#### Extract provided:
The Legend’s Discriminate Modes

These pre-set modes illustrate the precision with which the Legends processing defines what’s under the coil. It’s able to subtract the numeric values that basically correspond with ground minerals and iron. So you can run hearing everything (A), settle the machine down in tough ground (G) or only hear non-ferrous metals (F). The “C” mode allows you to custom notch in (or out) any part of the conductive scale.

However, these notch / Discriminate settings only run in “C” mode.

Let’s look at each of these modes:

“A” This setting lets you run the machine wide open, hearing ground noises and iron. The volume of the iron is adjustable though the Tone Menu. In effect, when you give the signal a broader look at what’s under the coil--the “jump” to reporting a non-ferrous target is less work for it to perform. The downside of this is that small “micro-conductors” and partial responses will come in better. Using this setting increases your ability to hear small gold but requires more testing to weed out those responses that are too small to be anything of value. Overall, it’s the deepest way to run the machine, but requires a better “ear,” more accurate tuning and some patience to sort through the array of sounds. Running 2 Tone is a good way to moderate the number of sounds and by working with the first Tone Break (or Stability control in the “Beach” modes) it’s possible to run high Sensitivity for maximum depth.

“G” This setting is kind of a “midway” point that lets you smooth out any ground noises while still getting more depth than knocking out the wide swath of conductive range that iron occupies. So you are hearing just metal. This can help you to hear or test responses by examining how much iron is present in the signal tone. In dense iron, look for which tone “dominates.” This setting also alerts you as to when you are in dense iron and should slow down and use the coil to try and acquire masked targets. The “G” setting can also help you to parse out a partly masked target by using the coil and watching for which “side” the iron is on to direct your coil movements.

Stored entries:
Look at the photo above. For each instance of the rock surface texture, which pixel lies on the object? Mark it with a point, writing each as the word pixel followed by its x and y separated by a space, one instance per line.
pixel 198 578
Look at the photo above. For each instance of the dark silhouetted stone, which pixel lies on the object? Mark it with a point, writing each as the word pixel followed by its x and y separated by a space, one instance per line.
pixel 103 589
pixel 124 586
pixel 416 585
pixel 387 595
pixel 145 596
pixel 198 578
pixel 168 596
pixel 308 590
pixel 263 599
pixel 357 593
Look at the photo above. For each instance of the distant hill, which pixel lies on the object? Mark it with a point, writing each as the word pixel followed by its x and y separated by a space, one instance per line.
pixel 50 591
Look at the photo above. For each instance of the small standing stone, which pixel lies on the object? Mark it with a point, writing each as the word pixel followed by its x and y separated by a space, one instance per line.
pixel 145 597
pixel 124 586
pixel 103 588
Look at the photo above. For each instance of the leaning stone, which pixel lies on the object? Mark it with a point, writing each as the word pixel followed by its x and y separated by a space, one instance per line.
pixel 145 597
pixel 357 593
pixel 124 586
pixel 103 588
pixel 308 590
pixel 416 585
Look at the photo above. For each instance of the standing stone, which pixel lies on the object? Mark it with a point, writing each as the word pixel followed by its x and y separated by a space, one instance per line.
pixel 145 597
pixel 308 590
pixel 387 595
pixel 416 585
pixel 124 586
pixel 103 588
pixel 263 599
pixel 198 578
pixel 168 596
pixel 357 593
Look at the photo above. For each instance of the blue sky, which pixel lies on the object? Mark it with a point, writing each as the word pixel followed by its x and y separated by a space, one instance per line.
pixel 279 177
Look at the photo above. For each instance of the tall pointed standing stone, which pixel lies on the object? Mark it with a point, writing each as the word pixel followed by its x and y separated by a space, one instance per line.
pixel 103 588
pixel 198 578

#### Aim 1:
In one to three sentences, explain why the text on the Legend's discriminate modes says that running in "A" makes reporting a non-ferrous target less work for the machine.
#### Aim 2:
Please go on with the text on the Legend's discriminate modes, starting after its last sentence.
These entries have no connection to the text on the Legend's discriminate modes.

#### Reply 1:
In "A" the machine runs wide open, so the signal gets a broader look at what's under the coil. With that broader look, the "jump" to reporting a non-ferrous target takes less work for it to perform.

#### Reply 2:
“F” This setting brings the signal to up above the level of iron. Doing this creates a big, broad reject block that has the potential to reduce performance. With a slower, less sophisticated detector--this subtraction would be impossible but with the Legend, these iron responses are “chopped” off quite effectively. At the same time some iron may sound off initially, but then tune out with repeat coil passes as the various frequencies kick in. This setting has the potential to tell you a lot about how distinct from the ground something is. The faster and more readily something “locks on”--the more distinct from the ground it is. Coil control is an important part of this. Once you get a feel for how fast you can sweep over a target without it tuning out--the “F” mode is a great iron checker. (This is limited by the Recovery Speed setting though, as at a certain point you are getting the same “tune out” by overrunning). The problem though (as touched upon above) is that where you are dealing with mixed targets--what’s left of the signal can sound better than it actually is. This often includes bottle caps. The more rust they have-the more broken (or incomplete) they will initially sound. In dense iron this setting does sound off on big ferrous pieces--but a quick Pinpoint test shows the size if it’s not already evident.

“C” As touched on earlier under Navigation this setting lets you accept or reject any part of the conductive scale that you choose to. Overall, with a detector that’s running multiple frequencies, running “notch” settings has the potential to confound the signal as the machine is being asked to do more processing work. The smaller the “notch” window that you want accepted targets to fall into--the harder it will be to acquire them. This kind of setting may require that you use lowered Sensitivity, a slower sweep speed or a faster Recovery speed. With some practice it’s possible to get a “feel” for how the signal is hitting targets within a notch space--based upon how delicately you have to move the coil to hear a full tone from the target. When you are working with an exact notch, watch out for targets that the broad multifrequency signal will “tune in” with repeated coil passes--ones that would otherwise be rejects. This is also a good illustration of how a multifrequency signal operates.

“C” also lets you adjust what I call the “rust line”--that is the level at which targets are accepted as non-ferrous or begin to break up as iron. (More on this later).

“C” can also be used as a target tester. To do this practice drilling the number of Discriminate button presses needed to take you to “C” from the mode you are searching in and then do your “ID-ing” pass. Overall it’s my opinion that Discriminate and notch type methods work well with this type of (high gain, fast process) detector--keeping you off weak, partial, “mixed” type, “transitory” responses and narrowing down your search to the most promising signals. Because of the Legend’s speed--there’s less of a difference between a setting with rejects than one that’s “wide open.”

I use “C” mode to knock out problem targets or to put in a reject block so as to be alerted to when a target is moving around on the reject scale (alloy or “mixed)” or knocking up against a high reject block (above say “43)”--indicating something that’s definitely not gold. Remember that if you are having trouble with bottle caps or corroded metals such as tin--running “F” has the potential to make these signals sound better. As with our cross sweep and pinpoint mode target testing--the idea is to hear as much of the signal as possible--not just the clipped down “snapshot” that a “no iron” setting or single direction (axis) sweep gives you. In effect, knocking out the iron causes the detector to see more of the “hard-to-distinguish” part as non-ferrous--and sound better. It’s “pulled up.” Running higher Sensitivity increases this effect.

No detector is perfect and it’s this kind of fluidity in the response that makes being able to defer to the simple physics of basic target testing so important to have in your “bag of tricks.”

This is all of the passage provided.